>> Start
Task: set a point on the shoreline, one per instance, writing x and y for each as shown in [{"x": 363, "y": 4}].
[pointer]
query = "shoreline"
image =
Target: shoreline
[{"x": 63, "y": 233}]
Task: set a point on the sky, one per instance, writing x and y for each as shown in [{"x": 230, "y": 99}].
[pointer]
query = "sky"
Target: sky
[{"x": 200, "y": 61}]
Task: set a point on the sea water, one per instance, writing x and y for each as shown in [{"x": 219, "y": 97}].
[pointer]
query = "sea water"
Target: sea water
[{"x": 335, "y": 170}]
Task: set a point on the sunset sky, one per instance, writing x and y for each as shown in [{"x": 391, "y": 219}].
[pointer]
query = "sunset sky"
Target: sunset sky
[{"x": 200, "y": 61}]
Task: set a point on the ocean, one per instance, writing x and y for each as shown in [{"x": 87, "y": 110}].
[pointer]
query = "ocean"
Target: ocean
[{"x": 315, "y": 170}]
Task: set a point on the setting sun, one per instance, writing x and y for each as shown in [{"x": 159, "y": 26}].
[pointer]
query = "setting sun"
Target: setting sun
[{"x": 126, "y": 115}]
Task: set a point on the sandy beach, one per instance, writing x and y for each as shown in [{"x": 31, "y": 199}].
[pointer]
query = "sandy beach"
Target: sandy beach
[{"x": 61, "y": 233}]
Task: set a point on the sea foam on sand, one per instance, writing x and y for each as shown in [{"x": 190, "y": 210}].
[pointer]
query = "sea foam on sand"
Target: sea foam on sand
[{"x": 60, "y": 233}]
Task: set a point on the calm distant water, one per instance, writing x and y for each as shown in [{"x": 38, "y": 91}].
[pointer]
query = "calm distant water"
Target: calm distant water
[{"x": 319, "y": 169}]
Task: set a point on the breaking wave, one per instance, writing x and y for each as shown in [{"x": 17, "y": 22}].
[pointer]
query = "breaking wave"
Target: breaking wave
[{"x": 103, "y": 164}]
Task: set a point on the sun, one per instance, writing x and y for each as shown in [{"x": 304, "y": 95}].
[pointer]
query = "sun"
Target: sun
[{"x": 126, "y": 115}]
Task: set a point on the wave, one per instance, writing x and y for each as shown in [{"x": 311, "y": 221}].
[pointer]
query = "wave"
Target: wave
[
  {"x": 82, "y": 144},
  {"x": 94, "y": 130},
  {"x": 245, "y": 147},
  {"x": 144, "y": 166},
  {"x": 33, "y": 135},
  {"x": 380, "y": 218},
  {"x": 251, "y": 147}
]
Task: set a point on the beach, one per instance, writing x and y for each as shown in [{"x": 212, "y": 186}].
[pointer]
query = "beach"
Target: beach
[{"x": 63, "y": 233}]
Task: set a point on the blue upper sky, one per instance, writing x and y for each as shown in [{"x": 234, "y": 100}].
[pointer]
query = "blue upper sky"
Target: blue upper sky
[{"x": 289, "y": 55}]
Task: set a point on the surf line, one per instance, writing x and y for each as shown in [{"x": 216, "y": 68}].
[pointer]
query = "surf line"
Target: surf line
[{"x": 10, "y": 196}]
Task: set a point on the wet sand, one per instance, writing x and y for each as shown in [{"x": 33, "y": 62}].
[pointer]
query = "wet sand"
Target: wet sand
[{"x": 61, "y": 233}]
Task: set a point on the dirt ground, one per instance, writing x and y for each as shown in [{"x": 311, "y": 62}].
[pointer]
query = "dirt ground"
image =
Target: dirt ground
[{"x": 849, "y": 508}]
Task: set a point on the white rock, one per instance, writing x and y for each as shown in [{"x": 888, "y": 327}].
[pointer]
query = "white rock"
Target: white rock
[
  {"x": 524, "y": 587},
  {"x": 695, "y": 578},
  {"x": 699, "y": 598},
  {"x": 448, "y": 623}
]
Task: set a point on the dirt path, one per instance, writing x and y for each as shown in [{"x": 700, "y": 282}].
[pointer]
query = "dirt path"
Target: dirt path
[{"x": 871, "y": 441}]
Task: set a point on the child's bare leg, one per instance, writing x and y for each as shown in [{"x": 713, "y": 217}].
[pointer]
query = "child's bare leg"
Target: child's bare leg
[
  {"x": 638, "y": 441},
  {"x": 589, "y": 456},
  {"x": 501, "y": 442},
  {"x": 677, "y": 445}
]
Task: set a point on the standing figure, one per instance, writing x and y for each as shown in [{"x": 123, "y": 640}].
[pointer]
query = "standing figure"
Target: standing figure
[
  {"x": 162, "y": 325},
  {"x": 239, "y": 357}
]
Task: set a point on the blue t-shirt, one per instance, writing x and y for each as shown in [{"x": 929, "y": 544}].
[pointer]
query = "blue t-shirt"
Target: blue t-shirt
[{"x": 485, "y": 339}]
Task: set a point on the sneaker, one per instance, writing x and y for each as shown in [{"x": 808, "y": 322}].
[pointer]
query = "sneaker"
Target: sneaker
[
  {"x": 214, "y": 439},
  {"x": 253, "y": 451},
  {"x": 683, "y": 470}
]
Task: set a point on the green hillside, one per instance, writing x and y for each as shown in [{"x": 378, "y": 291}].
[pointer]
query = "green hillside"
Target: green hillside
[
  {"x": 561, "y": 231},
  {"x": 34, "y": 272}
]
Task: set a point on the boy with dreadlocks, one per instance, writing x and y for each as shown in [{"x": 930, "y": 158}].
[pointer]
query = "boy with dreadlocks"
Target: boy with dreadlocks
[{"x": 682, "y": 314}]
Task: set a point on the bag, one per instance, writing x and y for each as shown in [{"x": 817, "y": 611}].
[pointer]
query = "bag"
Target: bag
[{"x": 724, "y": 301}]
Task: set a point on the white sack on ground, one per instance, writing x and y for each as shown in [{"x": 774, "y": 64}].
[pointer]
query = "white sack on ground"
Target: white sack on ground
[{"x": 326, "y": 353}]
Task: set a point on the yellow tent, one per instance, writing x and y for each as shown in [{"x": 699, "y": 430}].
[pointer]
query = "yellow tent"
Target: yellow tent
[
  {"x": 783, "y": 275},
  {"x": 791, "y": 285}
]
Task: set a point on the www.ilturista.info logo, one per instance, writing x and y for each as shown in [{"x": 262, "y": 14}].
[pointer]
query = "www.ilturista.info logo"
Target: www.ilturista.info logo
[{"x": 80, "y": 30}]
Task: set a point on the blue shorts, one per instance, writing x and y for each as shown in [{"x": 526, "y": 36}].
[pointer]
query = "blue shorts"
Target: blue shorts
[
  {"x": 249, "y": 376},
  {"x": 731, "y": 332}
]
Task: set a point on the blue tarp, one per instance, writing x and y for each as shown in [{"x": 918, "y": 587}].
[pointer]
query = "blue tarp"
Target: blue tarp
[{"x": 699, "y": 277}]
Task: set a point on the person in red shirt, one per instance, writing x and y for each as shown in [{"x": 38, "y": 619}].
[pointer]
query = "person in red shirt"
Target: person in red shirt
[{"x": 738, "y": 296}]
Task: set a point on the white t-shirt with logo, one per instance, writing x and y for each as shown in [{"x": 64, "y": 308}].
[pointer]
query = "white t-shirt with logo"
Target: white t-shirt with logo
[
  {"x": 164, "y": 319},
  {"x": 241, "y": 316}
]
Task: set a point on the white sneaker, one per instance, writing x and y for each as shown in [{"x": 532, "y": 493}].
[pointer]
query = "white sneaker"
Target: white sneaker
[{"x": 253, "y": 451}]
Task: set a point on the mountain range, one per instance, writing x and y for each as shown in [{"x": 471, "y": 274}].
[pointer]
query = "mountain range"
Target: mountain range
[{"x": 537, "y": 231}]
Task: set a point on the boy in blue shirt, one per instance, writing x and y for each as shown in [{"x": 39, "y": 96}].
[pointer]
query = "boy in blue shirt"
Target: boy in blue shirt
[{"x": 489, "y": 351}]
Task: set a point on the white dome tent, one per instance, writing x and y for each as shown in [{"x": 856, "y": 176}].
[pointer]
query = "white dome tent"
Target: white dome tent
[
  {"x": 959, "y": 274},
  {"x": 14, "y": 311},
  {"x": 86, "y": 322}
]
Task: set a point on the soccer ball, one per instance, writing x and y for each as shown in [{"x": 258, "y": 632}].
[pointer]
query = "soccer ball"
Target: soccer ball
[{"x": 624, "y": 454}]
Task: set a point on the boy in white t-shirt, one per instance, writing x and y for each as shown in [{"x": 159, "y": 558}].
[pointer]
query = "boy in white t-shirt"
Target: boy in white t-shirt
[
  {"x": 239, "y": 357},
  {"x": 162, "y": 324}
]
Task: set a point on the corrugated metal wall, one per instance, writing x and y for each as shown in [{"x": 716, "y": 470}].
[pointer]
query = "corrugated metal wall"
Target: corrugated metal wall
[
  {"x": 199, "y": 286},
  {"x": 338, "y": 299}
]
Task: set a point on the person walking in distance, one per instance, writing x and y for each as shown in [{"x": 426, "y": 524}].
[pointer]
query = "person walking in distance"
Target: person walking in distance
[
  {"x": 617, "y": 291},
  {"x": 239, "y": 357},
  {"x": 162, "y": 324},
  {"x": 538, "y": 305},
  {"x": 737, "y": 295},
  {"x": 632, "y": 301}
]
>> End
**Task objective**
Reproduce only the lines from the line containing "Task: set a point on the soccer" to the last line of the material above, both of those lines included.

**Solution to the problem**
Task: set a point on the soccer ball, one per instance, writing x and y for each as shown in [{"x": 258, "y": 632}].
[pointer]
query = "soccer ball"
Target: soccer ball
[{"x": 624, "y": 454}]
Task: set a point on the boy in white t-shirt, one per instance, writing x and y for each as shown in [{"x": 159, "y": 558}].
[pointer]
query = "boy in white t-shirt"
Target: boy in white t-shirt
[
  {"x": 239, "y": 357},
  {"x": 162, "y": 324}
]
Task: set a point on the corrugated metal wall, one per instance, writing x and y for each as shown in [{"x": 716, "y": 470}].
[pointer]
query = "corrugated metal wall"
Target: corrugated metal wall
[
  {"x": 199, "y": 286},
  {"x": 338, "y": 299}
]
Task: set a point on the person walking in distance, one per instance, writing x and y for each as shown in [{"x": 426, "y": 524}].
[pointer]
query = "person walking in distance"
Target: person walking in distance
[
  {"x": 617, "y": 291},
  {"x": 239, "y": 357},
  {"x": 162, "y": 324},
  {"x": 538, "y": 305},
  {"x": 737, "y": 295},
  {"x": 632, "y": 301}
]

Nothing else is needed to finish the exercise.